(Exercise goal): Exactly the lines from the one containing "Exercise. Point out each instance of the second" through the final line of the listing are to be retyped, and nothing more.

(Material supplied):
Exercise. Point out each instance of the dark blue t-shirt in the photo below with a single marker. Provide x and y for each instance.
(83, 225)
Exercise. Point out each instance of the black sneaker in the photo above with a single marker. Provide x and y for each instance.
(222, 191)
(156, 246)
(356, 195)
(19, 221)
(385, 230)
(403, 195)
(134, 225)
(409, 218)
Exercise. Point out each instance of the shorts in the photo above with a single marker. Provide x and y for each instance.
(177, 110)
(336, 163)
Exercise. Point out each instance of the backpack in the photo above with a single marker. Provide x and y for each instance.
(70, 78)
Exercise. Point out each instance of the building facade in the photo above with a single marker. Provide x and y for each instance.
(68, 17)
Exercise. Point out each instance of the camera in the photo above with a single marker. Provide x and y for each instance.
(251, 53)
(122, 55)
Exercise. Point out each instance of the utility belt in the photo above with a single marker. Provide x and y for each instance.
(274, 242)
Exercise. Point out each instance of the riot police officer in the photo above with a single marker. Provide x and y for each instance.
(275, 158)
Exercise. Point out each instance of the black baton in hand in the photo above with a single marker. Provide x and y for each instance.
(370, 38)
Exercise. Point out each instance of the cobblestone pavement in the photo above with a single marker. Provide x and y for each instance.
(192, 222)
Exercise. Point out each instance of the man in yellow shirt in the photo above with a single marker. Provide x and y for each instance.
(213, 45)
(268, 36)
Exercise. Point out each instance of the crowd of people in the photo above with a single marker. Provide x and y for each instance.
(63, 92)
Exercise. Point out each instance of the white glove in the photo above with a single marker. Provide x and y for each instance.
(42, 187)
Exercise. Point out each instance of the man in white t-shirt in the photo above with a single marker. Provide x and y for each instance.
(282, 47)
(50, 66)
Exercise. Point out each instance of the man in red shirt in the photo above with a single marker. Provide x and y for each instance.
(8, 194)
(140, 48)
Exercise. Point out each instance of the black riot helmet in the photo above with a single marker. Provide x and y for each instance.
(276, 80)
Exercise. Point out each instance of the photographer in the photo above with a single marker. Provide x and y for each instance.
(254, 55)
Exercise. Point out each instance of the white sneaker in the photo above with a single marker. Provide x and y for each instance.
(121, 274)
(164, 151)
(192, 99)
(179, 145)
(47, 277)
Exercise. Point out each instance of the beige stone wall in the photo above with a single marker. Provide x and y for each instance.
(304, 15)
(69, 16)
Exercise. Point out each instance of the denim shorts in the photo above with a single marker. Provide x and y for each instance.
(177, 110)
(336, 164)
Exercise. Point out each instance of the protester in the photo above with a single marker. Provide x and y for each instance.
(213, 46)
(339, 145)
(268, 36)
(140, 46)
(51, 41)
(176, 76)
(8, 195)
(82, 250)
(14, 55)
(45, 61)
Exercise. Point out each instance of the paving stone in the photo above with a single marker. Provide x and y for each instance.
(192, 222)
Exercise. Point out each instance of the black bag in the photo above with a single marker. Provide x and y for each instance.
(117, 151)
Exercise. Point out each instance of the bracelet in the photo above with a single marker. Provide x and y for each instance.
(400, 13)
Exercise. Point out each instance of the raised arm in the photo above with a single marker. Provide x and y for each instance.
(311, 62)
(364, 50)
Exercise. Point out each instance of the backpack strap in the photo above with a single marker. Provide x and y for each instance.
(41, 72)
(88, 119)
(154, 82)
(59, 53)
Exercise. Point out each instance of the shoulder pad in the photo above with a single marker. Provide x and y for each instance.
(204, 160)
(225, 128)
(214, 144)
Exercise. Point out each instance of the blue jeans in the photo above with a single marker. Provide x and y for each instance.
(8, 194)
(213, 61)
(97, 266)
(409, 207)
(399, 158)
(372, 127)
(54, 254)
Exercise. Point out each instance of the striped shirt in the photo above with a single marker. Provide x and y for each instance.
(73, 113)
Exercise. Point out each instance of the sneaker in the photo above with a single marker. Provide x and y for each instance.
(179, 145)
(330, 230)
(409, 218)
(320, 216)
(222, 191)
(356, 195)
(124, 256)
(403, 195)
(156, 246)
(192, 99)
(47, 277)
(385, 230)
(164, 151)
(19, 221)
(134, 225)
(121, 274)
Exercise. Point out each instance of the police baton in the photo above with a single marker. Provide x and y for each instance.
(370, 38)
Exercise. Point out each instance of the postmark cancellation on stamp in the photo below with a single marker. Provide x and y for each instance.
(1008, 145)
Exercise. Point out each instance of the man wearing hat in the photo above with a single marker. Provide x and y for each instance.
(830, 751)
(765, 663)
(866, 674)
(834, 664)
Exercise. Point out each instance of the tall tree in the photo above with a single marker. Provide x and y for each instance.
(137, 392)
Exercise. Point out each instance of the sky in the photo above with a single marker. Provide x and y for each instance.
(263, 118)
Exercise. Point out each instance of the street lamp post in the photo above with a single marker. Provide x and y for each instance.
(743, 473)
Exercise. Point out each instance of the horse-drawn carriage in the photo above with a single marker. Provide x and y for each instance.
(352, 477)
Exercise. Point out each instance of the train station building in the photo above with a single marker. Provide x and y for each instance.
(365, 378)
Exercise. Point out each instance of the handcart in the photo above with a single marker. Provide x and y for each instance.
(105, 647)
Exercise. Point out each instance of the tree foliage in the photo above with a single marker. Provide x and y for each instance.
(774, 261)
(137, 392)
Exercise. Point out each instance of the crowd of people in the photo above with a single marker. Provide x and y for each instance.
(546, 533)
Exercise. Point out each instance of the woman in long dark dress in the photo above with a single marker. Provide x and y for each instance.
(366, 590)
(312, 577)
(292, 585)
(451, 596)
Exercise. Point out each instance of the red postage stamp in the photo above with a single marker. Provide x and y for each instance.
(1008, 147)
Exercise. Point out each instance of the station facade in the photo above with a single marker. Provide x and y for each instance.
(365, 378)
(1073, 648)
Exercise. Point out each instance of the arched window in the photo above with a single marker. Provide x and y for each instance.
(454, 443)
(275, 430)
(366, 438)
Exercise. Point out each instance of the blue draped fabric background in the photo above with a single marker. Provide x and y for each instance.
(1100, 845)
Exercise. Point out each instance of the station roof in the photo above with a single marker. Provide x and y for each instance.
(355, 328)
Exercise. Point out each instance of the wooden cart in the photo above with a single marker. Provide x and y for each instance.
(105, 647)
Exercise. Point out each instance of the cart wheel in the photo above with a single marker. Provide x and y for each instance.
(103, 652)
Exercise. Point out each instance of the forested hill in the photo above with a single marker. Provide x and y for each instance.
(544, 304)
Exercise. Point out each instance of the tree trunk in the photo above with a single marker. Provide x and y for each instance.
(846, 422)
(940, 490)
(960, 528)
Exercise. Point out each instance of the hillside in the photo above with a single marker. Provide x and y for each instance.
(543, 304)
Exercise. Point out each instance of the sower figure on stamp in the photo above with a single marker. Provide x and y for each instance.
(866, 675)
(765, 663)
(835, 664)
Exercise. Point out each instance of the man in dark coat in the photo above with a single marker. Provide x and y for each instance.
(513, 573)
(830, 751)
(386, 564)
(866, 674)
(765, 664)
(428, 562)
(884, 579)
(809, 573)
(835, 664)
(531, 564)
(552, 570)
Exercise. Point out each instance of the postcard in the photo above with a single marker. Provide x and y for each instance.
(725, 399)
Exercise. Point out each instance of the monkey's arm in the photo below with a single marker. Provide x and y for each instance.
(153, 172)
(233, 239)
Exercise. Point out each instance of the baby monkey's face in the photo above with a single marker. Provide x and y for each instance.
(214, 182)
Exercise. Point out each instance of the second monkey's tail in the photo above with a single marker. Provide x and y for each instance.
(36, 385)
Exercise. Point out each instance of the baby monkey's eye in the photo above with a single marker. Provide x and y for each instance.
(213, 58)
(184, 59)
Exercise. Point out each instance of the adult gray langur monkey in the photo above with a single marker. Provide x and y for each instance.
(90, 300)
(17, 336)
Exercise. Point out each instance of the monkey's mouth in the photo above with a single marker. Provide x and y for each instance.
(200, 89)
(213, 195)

(Problem solution):
Exercise. Point out each instance of the second monkey's tail in the photo above with a single marker. Provide x and y for each instance.
(36, 385)
Exercise. Point out each instance of the baby monkey's eye in the photo above with a single marker. Provide x and y for each instance.
(213, 58)
(184, 59)
Exercise. Point out each instance of the adult gray langur monkey in the photo above with a single marker. Provide x and y for each instance.
(90, 300)
(17, 336)
Exercise. Point out each instance of the monkey's mouth in the photo above with a single marker. Provide x and y for each instance.
(200, 89)
(213, 195)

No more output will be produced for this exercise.